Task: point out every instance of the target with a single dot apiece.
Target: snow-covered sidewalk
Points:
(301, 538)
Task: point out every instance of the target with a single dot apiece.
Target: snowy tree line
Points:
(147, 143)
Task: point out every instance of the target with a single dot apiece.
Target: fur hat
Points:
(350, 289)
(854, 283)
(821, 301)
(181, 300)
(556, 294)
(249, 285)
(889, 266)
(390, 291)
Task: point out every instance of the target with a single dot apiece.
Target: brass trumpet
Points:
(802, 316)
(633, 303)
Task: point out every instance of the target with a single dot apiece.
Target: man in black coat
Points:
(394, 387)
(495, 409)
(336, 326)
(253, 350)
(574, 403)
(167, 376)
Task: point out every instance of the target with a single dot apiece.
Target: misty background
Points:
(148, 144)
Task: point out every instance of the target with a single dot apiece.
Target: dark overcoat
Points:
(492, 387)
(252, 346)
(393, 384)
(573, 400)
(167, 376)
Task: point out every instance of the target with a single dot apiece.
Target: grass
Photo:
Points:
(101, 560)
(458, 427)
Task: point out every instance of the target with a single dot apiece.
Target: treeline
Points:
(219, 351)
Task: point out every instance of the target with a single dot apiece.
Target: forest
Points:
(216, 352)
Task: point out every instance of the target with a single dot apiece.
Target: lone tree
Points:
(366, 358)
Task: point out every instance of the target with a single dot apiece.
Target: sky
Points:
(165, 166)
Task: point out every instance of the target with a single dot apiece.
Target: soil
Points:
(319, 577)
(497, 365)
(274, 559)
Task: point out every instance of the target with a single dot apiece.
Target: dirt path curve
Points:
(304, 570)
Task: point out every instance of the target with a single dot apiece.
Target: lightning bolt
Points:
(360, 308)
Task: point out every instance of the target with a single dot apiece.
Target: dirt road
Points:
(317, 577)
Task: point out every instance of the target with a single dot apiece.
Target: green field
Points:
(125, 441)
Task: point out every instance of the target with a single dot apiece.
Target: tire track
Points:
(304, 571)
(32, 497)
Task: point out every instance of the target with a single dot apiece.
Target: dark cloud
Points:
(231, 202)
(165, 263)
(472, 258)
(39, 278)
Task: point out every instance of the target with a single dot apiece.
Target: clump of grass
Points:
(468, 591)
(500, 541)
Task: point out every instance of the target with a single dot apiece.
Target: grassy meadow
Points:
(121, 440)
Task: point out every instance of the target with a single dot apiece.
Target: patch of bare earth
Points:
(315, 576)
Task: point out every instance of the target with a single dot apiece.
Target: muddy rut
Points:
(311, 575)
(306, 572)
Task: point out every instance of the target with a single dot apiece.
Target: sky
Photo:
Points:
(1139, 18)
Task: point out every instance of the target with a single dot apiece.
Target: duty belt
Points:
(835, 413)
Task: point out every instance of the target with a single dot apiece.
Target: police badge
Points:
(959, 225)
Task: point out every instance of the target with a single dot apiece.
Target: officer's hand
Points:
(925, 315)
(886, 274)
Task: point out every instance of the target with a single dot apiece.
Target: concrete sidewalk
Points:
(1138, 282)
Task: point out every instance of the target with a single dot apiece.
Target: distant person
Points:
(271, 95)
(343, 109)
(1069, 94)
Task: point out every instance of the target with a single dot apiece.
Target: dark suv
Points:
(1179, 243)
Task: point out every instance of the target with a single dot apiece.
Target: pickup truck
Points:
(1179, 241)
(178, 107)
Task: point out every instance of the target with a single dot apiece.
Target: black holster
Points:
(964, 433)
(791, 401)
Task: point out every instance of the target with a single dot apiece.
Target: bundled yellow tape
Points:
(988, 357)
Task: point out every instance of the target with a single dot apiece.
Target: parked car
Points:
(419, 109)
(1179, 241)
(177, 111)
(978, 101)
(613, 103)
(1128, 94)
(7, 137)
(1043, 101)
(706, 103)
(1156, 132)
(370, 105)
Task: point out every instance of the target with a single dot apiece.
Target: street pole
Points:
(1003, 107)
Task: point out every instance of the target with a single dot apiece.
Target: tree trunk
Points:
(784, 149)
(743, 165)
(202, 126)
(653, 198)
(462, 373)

■ TASK TO CARRY OUT
Quote all of the entries verbatim.

■ TASK RESPONSE
Task: point out every instance of the target with a single dot apiece.
Target: snow-covered sidewalk
Points:
(301, 538)
Task: point out every instance of the target with a single dot apiece.
Target: snowy tree line
Points:
(147, 143)
Task: point out every instance of the target with a single dot apiece.
Target: fur hat
Points:
(350, 289)
(854, 283)
(821, 301)
(181, 300)
(556, 294)
(249, 285)
(889, 266)
(390, 291)
Task: point out every instance of the target with a single dot apiece.
Target: brass trumpet
Points:
(802, 316)
(633, 303)
Task: point out every instance of the target with a single dot apiece.
Target: man in black coat
Points:
(394, 387)
(495, 409)
(336, 326)
(253, 350)
(574, 403)
(167, 376)
Task: point out every instance of the target with a single dot apiece.
Target: misty background
Points:
(148, 144)
Task: point out every instance of the target with a single dot apiece.
Target: dark overcoat
Points:
(492, 387)
(252, 346)
(393, 384)
(573, 400)
(167, 376)
Task: point out every instance of the target with a single dot apiece.
Target: grass
Photo:
Points:
(101, 560)
(458, 427)
Task: point out every instance of the target with a single dot apiece.
Target: treeline
Points:
(219, 351)
Task: point out every instance of the target with a single dot apiece.
Target: forest
Points:
(216, 352)
Task: point out every instance of the target with a single dot apiece.
Target: lone tree
Points:
(366, 358)
Task: point out every instance of the target with a single dot apiece.
Target: sky
Points:
(165, 166)
Task: point out every instance of the target with a single dot apiece.
Target: soil
Points:
(319, 577)
(497, 365)
(274, 559)
Task: point out every instance of the target with a single dot apiece.
Target: dirt path curve
Points:
(304, 570)
Task: point out every instance of the target with a single dot apiece.
Target: lightning bolt
Points:
(360, 308)
Task: point out every instance of the target with a single dot apiece.
Target: dirt road
Points:
(317, 577)
Task: point out every instance of the target with a single dot apiece.
Target: green field
Points:
(125, 441)
Task: point out every instance of the target with a single dot apiece.
Target: tire track
Points:
(304, 571)
(32, 497)
Task: point out every instance of the target with a single dot apiece.
Target: dark cloud
Points:
(231, 202)
(165, 263)
(472, 258)
(39, 278)
Task: point out every instance of the target with a single dot apiece.
Target: clump of grass
Points:
(468, 591)
(500, 541)
Task: point out every instance of the target with a single dot apiece.
Target: grassy meadow
Points:
(121, 440)
Task: point out every instance of the target with a single dot apiece.
Target: patch of bare earth
Points:
(315, 576)
Task: point out every instance of the target with a single dot apiece.
Target: muddy rut
Points:
(311, 575)
(306, 572)
Task: point out every instance of the target with a single dot apiece.
Target: sky
Photo:
Points:
(1139, 18)
Task: point out every instance of the target with a single dot apiece.
Target: duty belt
Points:
(835, 413)
Task: point out every instance of the target with a single dot apiece.
Target: police badge
Points:
(959, 225)
Task: point out every instance of the target with a single dot apiece.
Target: officer's hand
Points:
(925, 315)
(886, 274)
Task: point out every instance of the target with a single dot apiece.
Target: concrete sidewalk
Points:
(1138, 282)
Task: point out every instance of the target with a single dot apiece.
Target: distant person
Points:
(271, 95)
(343, 109)
(1069, 94)
Task: point out every instance of the target with a single dot apiece.
Target: dark suv
Points:
(1179, 243)
Task: point out every instance of the target with a single dot apiece.
Target: pickup truck
Points:
(1179, 241)
(178, 107)
Task: point out every instance of the target with a single dot apiece.
Target: black holster
Points:
(964, 433)
(791, 401)
Task: point out every instance of the target with a single dot apiece.
Target: bundled yellow tape
Points:
(988, 357)
Task: point out every instance of the target with a single dot apiece.
Target: parked car
Points:
(419, 109)
(1179, 241)
(177, 111)
(978, 101)
(613, 103)
(1128, 94)
(7, 137)
(1043, 101)
(706, 103)
(1156, 132)
(370, 105)
Task: point out every instance of the target with a single dot apiece.
Target: street pole
Points:
(1003, 107)
Task: point out every instance of the target with a single dot apiece.
Target: tree trunk
Points:
(784, 149)
(743, 165)
(202, 126)
(653, 198)
(462, 373)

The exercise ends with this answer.